### [Given entries]
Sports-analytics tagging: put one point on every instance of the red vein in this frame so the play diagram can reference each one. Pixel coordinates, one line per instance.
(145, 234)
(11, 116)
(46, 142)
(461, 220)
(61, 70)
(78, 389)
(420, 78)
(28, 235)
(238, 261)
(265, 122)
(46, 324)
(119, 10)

### [Instructions to follow]
Copy each record exactly, leaving nothing out.

### [Problem solution]
Sports-analytics tagging: put one point on every instance of the red vein in this frame so the play diagram can reference each one. Pixel coordinates, one line per instance.
(145, 234)
(11, 116)
(46, 142)
(461, 220)
(61, 70)
(78, 389)
(420, 78)
(28, 235)
(238, 261)
(265, 122)
(46, 324)
(119, 10)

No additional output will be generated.